What the exercise asks: What is needed here is a verbatim copy of the records that follow.

Point-per-instance localization data:
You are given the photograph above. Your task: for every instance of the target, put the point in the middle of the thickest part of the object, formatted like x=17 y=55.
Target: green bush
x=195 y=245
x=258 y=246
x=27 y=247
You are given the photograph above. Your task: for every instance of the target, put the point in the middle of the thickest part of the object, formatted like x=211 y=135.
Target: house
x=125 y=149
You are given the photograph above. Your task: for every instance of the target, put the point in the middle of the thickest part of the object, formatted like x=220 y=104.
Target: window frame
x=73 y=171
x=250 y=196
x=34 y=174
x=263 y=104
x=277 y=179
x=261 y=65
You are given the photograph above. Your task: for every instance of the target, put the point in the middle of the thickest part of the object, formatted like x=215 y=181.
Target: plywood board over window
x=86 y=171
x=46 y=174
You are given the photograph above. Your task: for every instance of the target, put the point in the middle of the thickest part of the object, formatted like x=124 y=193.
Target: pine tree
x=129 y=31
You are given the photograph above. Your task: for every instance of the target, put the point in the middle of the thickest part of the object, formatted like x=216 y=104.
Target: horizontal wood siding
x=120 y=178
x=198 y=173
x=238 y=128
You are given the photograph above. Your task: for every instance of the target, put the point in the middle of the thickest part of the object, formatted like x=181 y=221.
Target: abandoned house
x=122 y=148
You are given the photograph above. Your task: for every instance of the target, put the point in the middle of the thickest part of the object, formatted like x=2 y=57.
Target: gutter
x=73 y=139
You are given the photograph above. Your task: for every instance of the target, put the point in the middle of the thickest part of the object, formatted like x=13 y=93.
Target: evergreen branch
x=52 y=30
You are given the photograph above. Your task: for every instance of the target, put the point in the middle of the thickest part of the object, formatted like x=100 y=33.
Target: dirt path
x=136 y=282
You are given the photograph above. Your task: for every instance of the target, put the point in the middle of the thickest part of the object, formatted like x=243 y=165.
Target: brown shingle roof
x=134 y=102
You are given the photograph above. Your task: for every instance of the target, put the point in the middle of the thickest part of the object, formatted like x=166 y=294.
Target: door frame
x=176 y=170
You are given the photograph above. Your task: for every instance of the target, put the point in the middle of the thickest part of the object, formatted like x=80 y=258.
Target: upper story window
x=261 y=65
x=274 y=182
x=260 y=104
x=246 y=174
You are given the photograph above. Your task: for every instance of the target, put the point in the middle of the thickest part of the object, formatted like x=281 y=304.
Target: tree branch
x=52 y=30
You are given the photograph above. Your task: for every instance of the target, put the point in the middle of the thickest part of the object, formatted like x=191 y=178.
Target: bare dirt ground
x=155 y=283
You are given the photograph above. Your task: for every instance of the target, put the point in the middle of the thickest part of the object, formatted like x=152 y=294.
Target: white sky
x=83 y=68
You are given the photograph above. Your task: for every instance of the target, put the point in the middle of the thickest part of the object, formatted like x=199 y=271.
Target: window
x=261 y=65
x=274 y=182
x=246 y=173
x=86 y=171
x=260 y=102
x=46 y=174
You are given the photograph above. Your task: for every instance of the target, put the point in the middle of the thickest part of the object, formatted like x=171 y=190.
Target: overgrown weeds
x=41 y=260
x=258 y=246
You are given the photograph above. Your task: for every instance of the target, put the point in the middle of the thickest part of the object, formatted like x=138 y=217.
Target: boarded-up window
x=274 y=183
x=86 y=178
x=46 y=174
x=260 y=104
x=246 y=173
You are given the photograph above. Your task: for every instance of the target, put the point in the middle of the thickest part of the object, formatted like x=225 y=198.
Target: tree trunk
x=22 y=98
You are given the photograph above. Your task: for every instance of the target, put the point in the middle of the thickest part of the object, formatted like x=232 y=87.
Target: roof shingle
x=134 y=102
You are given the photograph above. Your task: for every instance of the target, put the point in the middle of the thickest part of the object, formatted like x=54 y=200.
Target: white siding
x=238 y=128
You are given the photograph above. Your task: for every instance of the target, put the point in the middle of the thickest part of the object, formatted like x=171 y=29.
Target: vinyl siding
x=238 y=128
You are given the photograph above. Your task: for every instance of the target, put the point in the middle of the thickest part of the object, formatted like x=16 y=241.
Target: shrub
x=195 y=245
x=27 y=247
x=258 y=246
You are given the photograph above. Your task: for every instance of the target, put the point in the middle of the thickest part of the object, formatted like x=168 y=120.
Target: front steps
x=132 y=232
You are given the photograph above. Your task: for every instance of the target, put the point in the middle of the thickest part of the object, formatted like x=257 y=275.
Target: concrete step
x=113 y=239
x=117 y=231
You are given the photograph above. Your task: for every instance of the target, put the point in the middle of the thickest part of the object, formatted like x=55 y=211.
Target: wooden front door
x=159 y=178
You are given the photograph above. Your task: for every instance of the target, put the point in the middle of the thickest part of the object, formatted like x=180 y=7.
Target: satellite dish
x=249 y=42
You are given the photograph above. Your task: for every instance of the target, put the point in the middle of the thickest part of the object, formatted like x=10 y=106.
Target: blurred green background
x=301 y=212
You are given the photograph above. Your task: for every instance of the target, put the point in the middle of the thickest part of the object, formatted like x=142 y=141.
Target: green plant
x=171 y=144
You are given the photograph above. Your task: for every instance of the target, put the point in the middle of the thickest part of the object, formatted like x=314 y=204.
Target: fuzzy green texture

Completed exercise:
You are given the photograph above. Your task: for every instance of the target, put the point in the middle of the thickest part of the object, formatted like x=17 y=55.
Target: green bush
x=195 y=245
x=258 y=246
x=27 y=247
You are given the photograph above. Your task: for every instance of the target, put the point in the middle of the thickest part of the object, formatted like x=211 y=135.
Target: house
x=125 y=149
You are given the photograph above. Your task: for every instance of the target, put the point in the middle of the thickest part of the object, formatted like x=220 y=104.
Target: window frame
x=73 y=171
x=250 y=196
x=34 y=174
x=263 y=104
x=277 y=179
x=261 y=65
You are given the photograph above. Your task: for every instance of the target, put the point in the middle of the thickest part of the object, formatted like x=215 y=181.
Target: plywood board over window
x=86 y=171
x=46 y=174
You are given the photograph above. Your task: for every instance of the target, put the point in the middle of the thickest part of the object, formatted like x=124 y=193.
Target: pine tree
x=129 y=31
You are given the photograph above. Your task: for every instance of the target, put the point in the middle of the thickest part of the object, formatted like x=216 y=104.
Target: horizontal wood siding
x=120 y=178
x=198 y=173
x=238 y=128
You are given the photograph above. Your task: for every instance of the target, put the point in the middle of the thickest part of the object, formatted like x=181 y=221.
Target: abandoned house
x=122 y=148
You are given the photograph above. Your task: for every instance of the target, put the point in the middle of the thickest part of the object, formatted like x=2 y=57.
Target: gutter
x=73 y=139
You are given the photograph above. Your task: for every instance of the target, put the point in the middle of the thickest part of the object, formatted like x=13 y=93.
Target: evergreen branch
x=52 y=30
You are given the photograph above. Your task: for every instance of the target, put the point in the middle of the thickest part of the object, formatted like x=100 y=33.
Target: dirt path
x=136 y=282
You are given the photograph above. Your task: for every instance of the target, put the point in the middle of the thickest part of the object, formatted like x=243 y=165.
Target: brown shingle roof
x=134 y=102
You are given the photograph above. Your task: for every instance of the target, put the point in the middle of the thickest part of the object, formatted like x=166 y=294.
Target: door frame
x=176 y=170
You are given the photograph above. Your task: for every instance of the target, put the point in the middle of the thickest part of the object, formatted like x=80 y=258.
Target: upper story window
x=261 y=65
x=274 y=182
x=260 y=104
x=246 y=174
You are given the photograph above. Your task: for every instance of the target, put the point in the middle of the thickest part of the object, formatted like x=281 y=304.
Target: tree branch
x=52 y=30
You are given the photograph above. Your task: for every instance of the target, put the point in the middle of the thickest part of the object, formatted like x=191 y=178.
Target: bare dirt ground
x=155 y=283
You are given the photograph above. Your task: for every instance of the target, put the point in the middle of the thickest part of the object, formatted like x=152 y=294.
Target: white sky
x=83 y=68
You are given the photograph above. Your task: for every instance of the target, put the point in the middle of the thickest part of the object, formatted like x=199 y=271.
Target: window
x=261 y=65
x=274 y=182
x=246 y=173
x=86 y=171
x=260 y=102
x=46 y=174
You are given the photograph above. Your task: for every instance of the target, put the point in the middle of the thickest part of the object, formatted like x=171 y=190.
Target: overgrown weeds
x=41 y=260
x=258 y=246
You are given the photograph above. Your task: for every instance of the target, put the point in the middle of the thickest part of the object, formatted like x=138 y=217.
Target: boarded-up window
x=274 y=183
x=86 y=178
x=46 y=174
x=260 y=104
x=246 y=173
You are given the photograph above. Your task: for every instance of the target, put the point in the middle of the thickest part of the object, formatted like x=225 y=198.
Target: tree trunk
x=22 y=98
You are given the photograph above. Your task: for every instance of the target, put the point in the middle of the thickest part of the object, formatted like x=232 y=87.
Target: roof shingle
x=134 y=102
You are given the photograph above. Your task: for every instance of the target, put the point in the middle of the thickest part of the object, formatted like x=54 y=200.
Target: white siding
x=238 y=128
You are given the photograph above. Your task: for every instance of the target, put the point in the middle of the thickest part of the object, formatted like x=171 y=29.
Target: vinyl siding
x=238 y=128
You are given the photograph above. Your task: for every instance of the target, put the point in the middle of the thickest part of the object, formatted like x=16 y=241.
Target: shrub
x=195 y=245
x=27 y=247
x=258 y=246
You are given the photograph above. Your task: for every instance of the target, put the point in the middle of the thickest part of the object, formatted like x=168 y=120.
Target: front steps
x=132 y=232
You are given the photograph above. Your task: for every instance of the target, put the point in the middle of the thickest part of the object, formatted like x=257 y=275.
Target: concrete step
x=113 y=239
x=117 y=231
You are given the photograph above. Your task: for every instance of the target, put the point in the middle of the thickest part of the object, formatted like x=55 y=211.
Target: wooden front door
x=159 y=178
You are given the photograph above. Your task: for every instance of the target, put the point in the middle of the thickest part of the object, formatted like x=180 y=7.
Target: satellite dish
x=249 y=42
You are given the photograph above. Your task: for every instance of the target, put the point in the middle of the thickest part of the object, formatted like x=10 y=106.
Target: blurred green background
x=301 y=212
You are given the photograph above. Your task: for every instance of the target, put the point in the middle of the thickest part of the object, formatted like x=142 y=141.
Target: green plant
x=171 y=144
You are given the photograph above. Your task: for every instance of the target, put the point in the middle of the thickest part of the object, formatted like x=314 y=204.
Target: fuzzy green texture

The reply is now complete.